**DOCUMENT TEXT:**
One is still faced, however, with the question of how properties of a composite system are related to those of its components. The answer to this question depends on whether Dieks' proposal for assigning properties is to be applied to the ‘atoms’ only, or to any subsystem whatever. For example, do we apply the proposal (from our schematic example above) to A&B&C as well as to A&B? Vermaas (1997) has shown that doing so has the consequence that one cannot define generally valid correlations between a composite system and its components. If one is willing to adopt perspectivalism — as Kochen was from the start, and Dieks has become in later work (Bene and Dieks, 2002, see also Berkovitz and Hemmo, 2005, and Hemmo and Berkovitz, 2005) — then one can perhaps justify the lack of such correlations. The choice is therefore between some form of perspectivalism and the atomic modal interpretation (see, for example, Bacciagaluppi and Dickson, 1999), according to which the basic proposal is applied only to the ‘atomic’ subsystems of the universe. The properties of all other (compound) systems are in this case inherited from their subsystems. There are connections here with discussions in metaphysics about the possibility of the existence of ‘non-supervenient’ properties. (Clifton (1995c) also offers an important theorem concerning this issue.)
Richard Healey (1989) was also among the first to make use of the biorthogonal decomposition theorem, taking Kochen's ideas in a somewhat different direction. Healey's main concern was the apparent nonlocality of quantum theory. Healey's intuition about the way a modal interpretation based on the biorthogonal decomposition theorem would be applied to, say, an EPR experiment is to implement the idea that an EPR pair possesses a 'holistic' property; this can then explain why the apparatus on one side of the experiment acquires a property that is correlated to the result on the other side.
Irrespective of whether this picture is general enough for its intended purpose, it shows that Healey does not subscribe to an ‘atomic’ modal interpretation, since it is crucial for him that the EPR pair as a whole be assigned a (non-product) property. On the other hand, Healey's proposal begins with the atomic interpretation, making use of the biorthogonal decomposition theorem, but the set of possible properties is then expanded (and subsequently restricted) by a number of conditions. Healey's aim is apparently to walk a thin line amongst a variety of desiderata. The first is consistency. As shown by (for example) the theorems of Bacciagaluppi and Vermaas, mentioned above — not to mention the Kochen-Specker theorem itself — given certain conditions on the set of possibly-possessed properties, one cannot add properties to this set willy-nilly. A second is to maintain a plausible theory of the relationship between composite systems and their subsystems. A third is to maintain a plausible account of the relations among possessed properties at a given time. A fourth is to maintain a plausible account of the relations among possessed properties at different times. The structure of possibly-possessed properties that emerges from Healey's conditions is extremely complicated. Some progress has been made since Healey's book was published (see for example Reeder and Clifton, 1995), but in general, it remains difficult to see what the set of possibly-possessed properties is according to Healey's approach.

**EXERCISE SET:**
A. Decide whether each statement agrees with the passage on modal interpretations. Answer yes or no for each, and quote the deciding words of the passage.
(i) Vermaas showed that applying the proposal to any subsystem makes it impossible to define generally valid correlations between a composite system and its components.
(ii) Healey subscribes to an atomic modal interpretation.
(iii) Healey's main concern was the apparent nonlocality of quantum theory.
B. Answer these questions from the passage on modal interpretations:
(i) What year is given for Richard Healey's work?
(ii) Under the atomic modal interpretation, where do compound systems get their properties?
(iii) What is the first of Healey's desiderata?
C. Write out the passage on modal interpretations word for word, from "Richard Healey (1989)" up to and including "the other side.".

**PROVIDED INFORMATION:**

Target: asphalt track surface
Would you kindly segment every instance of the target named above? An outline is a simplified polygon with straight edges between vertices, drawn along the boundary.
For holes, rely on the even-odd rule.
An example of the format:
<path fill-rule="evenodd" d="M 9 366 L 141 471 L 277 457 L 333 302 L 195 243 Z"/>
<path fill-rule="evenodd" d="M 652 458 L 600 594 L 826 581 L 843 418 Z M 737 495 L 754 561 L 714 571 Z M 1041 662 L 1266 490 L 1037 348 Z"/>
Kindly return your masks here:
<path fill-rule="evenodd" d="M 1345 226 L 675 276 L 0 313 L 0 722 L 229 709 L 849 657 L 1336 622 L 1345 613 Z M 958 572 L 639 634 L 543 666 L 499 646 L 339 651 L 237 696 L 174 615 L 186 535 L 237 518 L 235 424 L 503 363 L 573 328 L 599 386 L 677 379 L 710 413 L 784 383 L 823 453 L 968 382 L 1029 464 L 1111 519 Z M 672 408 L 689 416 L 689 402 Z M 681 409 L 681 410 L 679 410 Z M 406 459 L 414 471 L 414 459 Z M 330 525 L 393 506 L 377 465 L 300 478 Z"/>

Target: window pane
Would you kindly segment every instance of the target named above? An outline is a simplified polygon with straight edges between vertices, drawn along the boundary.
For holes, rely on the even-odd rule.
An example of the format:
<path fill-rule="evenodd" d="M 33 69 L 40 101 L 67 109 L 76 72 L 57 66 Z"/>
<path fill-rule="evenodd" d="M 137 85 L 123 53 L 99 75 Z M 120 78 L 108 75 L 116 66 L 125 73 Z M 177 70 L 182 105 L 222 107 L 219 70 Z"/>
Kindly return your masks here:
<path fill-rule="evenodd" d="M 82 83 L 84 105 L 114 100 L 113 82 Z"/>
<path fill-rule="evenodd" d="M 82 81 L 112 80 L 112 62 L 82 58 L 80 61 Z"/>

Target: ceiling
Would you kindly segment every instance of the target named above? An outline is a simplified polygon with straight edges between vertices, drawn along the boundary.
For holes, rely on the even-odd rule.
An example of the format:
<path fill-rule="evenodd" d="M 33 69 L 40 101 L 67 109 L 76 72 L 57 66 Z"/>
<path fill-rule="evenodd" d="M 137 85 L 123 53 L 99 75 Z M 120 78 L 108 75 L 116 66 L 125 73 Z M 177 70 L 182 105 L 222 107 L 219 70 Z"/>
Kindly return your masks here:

**RESPONSES FOR EACH TASK:**
A.
(i) Yes: "Vermaas (1997) has shown that doing so has the consequence that one cannot define generally valid correlations between a composite system and its components."
(ii) No: "it shows that Healey does not subscribe to an ‘atomic’ modal interpretation"
(iii) Yes: "Healey's main concern was the apparent nonlocality of quantum theory."

B.
(i) 1989
(ii) They are inherited from their subsystems.
(iii) Consistency

C.
Richard Healey (1989) was also among the first to make use of the biorthogonal decomposition theorem, taking Kochen's ideas in a somewhat different direction. Healey's main concern was the apparent nonlocality of quantum theory. Healey's intuition about the way a modal interpretation based on the biorthogonal decomposition theorem would be applied to, say, an EPR experiment is to implement the idea that an EPR pair possesses a 'holistic' property; this can then explain why the apparatus on one side of the experiment acquires a property that is correlated to the result on the other side.